Data excerpts:
## Begin
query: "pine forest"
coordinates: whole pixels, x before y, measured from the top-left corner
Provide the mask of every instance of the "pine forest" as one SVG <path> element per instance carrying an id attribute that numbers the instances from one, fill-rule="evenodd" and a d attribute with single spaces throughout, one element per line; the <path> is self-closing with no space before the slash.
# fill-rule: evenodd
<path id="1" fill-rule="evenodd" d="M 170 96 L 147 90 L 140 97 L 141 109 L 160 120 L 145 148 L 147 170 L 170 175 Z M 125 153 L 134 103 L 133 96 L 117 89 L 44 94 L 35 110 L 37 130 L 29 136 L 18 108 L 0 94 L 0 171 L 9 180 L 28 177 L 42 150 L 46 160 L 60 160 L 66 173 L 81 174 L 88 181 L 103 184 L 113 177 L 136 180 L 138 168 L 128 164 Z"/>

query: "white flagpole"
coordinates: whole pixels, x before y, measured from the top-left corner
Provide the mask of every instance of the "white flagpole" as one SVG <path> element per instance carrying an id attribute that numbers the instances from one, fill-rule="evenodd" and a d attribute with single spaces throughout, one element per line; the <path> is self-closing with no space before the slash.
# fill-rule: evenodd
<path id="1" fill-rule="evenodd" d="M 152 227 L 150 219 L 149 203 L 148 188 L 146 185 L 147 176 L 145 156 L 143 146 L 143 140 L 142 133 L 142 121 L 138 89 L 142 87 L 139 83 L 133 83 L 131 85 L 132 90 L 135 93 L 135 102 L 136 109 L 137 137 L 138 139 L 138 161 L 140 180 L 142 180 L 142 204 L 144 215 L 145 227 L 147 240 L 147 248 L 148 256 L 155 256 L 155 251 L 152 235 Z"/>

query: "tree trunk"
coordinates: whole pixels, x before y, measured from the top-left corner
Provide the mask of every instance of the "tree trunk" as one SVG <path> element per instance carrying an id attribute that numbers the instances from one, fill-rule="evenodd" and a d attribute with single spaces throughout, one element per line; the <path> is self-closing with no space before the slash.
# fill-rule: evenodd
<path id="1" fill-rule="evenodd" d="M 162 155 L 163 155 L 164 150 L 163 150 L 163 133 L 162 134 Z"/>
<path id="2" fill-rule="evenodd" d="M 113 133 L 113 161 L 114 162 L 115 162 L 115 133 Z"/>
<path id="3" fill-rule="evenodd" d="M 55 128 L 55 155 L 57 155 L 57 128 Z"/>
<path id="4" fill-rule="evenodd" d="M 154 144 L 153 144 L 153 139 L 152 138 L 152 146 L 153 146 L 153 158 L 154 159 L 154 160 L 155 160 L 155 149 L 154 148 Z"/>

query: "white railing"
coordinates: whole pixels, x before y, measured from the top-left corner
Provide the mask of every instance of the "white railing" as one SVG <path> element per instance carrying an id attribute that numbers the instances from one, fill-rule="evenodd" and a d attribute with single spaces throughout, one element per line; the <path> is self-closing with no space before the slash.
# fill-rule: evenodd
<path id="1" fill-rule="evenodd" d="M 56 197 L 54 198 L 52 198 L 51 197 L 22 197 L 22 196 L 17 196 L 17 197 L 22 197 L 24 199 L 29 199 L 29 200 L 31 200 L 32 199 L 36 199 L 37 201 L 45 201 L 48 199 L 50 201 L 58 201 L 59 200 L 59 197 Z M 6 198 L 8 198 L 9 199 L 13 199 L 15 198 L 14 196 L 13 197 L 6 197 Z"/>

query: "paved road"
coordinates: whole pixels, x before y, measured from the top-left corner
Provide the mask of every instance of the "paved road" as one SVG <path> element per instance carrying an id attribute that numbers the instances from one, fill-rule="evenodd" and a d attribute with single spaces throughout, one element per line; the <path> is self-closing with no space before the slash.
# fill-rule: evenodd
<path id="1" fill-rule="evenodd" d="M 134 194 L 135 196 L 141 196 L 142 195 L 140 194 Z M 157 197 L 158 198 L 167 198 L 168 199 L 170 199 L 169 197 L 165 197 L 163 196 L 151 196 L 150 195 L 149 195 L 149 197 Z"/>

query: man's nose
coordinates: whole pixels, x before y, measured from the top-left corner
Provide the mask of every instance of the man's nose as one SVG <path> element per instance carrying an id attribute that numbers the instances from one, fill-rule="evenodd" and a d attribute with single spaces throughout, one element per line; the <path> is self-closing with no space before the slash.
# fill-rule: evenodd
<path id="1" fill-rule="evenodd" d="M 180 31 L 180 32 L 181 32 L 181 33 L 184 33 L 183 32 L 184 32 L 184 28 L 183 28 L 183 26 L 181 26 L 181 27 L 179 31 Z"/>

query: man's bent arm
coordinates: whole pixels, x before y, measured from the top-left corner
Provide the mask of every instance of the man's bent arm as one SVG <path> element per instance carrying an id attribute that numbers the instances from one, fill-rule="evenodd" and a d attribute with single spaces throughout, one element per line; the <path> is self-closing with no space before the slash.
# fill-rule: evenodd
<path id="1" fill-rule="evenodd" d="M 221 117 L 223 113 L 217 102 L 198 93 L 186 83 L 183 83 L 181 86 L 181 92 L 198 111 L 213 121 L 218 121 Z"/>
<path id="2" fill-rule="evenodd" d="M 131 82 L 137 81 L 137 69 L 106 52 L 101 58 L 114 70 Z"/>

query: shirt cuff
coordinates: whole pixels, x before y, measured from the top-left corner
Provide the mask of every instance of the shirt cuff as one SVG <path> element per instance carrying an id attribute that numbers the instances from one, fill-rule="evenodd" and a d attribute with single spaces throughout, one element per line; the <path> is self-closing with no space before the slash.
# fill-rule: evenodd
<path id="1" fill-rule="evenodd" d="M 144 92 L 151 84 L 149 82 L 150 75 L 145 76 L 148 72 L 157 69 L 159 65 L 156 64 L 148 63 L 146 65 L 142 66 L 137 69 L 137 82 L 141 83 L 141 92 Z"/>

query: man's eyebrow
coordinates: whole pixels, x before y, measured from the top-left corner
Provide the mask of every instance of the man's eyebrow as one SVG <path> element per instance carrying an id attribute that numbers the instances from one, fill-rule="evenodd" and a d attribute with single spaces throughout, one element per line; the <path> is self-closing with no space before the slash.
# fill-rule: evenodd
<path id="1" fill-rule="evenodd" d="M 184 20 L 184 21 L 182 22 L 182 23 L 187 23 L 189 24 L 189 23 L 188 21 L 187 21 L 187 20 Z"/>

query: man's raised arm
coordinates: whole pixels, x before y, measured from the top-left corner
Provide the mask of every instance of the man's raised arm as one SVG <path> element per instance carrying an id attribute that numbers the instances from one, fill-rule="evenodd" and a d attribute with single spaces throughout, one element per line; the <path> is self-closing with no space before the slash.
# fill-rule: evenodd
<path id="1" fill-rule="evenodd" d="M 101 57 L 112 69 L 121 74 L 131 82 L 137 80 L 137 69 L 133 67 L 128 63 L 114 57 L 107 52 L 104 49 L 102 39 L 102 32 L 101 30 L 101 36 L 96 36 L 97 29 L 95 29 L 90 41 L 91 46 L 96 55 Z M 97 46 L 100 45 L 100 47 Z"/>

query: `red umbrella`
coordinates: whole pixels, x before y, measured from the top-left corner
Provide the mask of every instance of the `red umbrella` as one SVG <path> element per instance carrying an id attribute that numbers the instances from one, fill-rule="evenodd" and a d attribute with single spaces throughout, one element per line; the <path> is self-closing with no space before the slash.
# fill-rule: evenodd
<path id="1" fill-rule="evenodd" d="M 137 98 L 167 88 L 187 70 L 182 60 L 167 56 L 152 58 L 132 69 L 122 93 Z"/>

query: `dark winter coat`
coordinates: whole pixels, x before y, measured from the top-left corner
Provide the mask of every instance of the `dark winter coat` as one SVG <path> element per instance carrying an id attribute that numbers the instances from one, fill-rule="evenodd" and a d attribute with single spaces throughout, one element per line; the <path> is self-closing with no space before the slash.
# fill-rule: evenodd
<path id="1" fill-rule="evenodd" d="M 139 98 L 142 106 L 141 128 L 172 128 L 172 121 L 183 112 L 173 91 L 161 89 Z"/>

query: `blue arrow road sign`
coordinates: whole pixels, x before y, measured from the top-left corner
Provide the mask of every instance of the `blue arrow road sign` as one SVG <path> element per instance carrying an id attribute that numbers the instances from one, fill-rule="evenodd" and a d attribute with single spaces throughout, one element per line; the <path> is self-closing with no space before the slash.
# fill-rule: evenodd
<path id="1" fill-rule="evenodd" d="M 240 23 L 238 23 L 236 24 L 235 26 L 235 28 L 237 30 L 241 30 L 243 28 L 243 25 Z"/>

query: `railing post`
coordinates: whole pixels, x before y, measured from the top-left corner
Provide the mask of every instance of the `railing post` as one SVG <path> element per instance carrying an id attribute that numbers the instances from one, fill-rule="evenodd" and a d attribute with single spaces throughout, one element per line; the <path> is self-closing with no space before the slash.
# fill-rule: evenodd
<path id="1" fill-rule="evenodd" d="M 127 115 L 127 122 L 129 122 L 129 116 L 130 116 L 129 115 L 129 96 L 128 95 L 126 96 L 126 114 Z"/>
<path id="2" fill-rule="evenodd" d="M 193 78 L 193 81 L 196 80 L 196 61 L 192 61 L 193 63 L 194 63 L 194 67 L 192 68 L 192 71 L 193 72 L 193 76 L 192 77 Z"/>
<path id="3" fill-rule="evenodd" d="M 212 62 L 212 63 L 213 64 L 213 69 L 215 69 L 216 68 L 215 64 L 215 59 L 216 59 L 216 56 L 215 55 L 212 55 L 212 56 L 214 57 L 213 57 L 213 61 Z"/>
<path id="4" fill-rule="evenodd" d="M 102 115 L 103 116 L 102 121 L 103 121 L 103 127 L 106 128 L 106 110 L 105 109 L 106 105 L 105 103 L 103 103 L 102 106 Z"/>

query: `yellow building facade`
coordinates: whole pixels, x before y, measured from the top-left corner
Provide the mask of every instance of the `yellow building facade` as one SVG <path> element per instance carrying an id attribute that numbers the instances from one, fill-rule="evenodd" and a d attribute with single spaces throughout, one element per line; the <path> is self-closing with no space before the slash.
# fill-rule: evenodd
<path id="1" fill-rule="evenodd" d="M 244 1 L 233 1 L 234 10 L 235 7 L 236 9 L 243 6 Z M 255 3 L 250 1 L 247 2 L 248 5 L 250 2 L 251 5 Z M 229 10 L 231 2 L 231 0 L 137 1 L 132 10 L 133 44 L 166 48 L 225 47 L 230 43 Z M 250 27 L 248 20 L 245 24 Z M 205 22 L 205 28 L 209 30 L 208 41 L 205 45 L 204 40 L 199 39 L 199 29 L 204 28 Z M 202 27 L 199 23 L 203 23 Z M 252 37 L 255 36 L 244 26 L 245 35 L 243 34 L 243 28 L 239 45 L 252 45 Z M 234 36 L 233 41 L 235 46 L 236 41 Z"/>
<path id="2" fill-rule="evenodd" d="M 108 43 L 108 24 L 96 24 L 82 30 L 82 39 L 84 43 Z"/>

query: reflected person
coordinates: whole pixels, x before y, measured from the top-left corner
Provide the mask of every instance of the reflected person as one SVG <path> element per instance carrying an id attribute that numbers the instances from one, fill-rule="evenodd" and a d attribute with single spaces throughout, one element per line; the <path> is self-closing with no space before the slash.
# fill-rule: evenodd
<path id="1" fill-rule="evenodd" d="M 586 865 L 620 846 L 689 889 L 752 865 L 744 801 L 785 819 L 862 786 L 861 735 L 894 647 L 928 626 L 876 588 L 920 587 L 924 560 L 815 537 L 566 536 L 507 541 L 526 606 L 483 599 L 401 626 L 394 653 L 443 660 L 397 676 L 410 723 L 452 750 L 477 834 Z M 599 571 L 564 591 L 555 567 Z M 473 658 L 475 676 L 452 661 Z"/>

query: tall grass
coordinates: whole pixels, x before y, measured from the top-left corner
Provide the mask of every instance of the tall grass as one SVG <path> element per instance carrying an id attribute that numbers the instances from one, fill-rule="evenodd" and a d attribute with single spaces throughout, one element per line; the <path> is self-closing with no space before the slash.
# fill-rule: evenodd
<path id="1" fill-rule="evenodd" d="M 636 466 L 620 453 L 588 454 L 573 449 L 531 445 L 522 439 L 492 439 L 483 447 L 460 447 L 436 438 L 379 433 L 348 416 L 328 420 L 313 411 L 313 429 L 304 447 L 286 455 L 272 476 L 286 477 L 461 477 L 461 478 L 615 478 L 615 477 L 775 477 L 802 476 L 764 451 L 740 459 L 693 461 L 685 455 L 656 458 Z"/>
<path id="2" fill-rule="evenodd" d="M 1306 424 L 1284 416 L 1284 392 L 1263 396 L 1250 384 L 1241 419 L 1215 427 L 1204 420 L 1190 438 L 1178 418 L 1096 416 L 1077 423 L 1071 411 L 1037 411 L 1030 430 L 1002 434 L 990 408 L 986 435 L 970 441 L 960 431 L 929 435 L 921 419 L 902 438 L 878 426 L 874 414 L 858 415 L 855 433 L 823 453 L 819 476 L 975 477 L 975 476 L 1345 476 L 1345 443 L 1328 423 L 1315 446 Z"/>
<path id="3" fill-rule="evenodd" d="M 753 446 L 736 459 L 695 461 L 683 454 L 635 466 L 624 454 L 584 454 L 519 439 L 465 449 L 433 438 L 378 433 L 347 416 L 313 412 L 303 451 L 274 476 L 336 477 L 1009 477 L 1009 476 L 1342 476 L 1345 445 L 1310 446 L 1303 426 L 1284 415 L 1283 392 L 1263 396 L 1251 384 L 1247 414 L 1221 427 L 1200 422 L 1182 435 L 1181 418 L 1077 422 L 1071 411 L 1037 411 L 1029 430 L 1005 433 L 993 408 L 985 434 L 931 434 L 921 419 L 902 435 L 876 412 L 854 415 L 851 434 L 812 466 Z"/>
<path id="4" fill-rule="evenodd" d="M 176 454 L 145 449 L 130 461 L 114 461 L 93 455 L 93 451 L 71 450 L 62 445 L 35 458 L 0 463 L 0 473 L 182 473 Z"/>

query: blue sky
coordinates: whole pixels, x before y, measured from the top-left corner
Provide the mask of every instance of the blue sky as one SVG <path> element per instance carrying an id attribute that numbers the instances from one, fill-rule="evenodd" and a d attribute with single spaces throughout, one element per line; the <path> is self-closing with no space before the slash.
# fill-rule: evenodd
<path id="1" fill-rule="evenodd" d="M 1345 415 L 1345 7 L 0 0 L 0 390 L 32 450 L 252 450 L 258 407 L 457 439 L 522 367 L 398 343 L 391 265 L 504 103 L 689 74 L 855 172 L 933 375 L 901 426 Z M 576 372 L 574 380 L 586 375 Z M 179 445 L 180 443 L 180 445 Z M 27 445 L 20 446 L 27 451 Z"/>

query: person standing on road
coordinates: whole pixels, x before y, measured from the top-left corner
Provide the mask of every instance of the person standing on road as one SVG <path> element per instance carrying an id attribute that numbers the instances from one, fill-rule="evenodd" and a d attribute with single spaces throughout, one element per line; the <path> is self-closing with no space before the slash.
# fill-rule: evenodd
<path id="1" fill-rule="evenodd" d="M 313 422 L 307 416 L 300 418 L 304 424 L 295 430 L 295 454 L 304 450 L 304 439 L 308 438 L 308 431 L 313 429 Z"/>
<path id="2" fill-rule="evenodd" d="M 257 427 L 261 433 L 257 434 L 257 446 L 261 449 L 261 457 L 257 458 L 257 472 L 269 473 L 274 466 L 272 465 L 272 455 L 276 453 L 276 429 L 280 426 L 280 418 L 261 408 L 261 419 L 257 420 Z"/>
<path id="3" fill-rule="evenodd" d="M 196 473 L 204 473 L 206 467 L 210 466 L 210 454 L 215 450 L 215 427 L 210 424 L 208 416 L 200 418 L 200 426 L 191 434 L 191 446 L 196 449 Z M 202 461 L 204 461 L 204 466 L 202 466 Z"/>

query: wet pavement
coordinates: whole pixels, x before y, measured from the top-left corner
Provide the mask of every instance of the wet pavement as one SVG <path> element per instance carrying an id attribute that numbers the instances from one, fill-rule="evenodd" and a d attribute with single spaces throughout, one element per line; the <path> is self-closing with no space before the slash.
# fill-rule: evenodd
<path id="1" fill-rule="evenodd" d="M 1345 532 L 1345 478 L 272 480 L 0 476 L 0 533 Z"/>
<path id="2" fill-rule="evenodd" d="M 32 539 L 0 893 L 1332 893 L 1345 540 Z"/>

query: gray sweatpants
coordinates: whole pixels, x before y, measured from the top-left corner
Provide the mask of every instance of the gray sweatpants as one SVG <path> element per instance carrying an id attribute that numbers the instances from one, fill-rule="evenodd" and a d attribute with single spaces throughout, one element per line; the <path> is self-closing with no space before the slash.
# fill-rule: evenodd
## End
Render the lines of the records as a numbered list, from the first line through the line containing "170 96 L 147", including both and leaving out blank lines. Include nothing past that line.

Written answer:
1. query: "pine forest"
2. coordinates: whole pixels, x before y, measured from the top-left corner
3. Provide the mask of every instance of the "pine forest" as one SVG <path> element per instance carrying an id attribute that numbers the instances from one, fill-rule="evenodd" and a d attribute with single spaces throughout, one element per line; the <path> is self-closing with no space before the slash.
4. # fill-rule: evenodd
5. <path id="1" fill-rule="evenodd" d="M 170 96 L 147 90 L 140 97 L 141 109 L 160 120 L 145 148 L 147 170 L 170 175 Z M 125 153 L 134 103 L 133 96 L 117 89 L 44 94 L 35 110 L 37 130 L 29 136 L 18 108 L 0 94 L 0 171 L 9 180 L 28 177 L 42 150 L 46 160 L 60 160 L 66 173 L 81 174 L 88 181 L 103 184 L 113 177 L 136 180 L 138 168 L 128 164 Z"/>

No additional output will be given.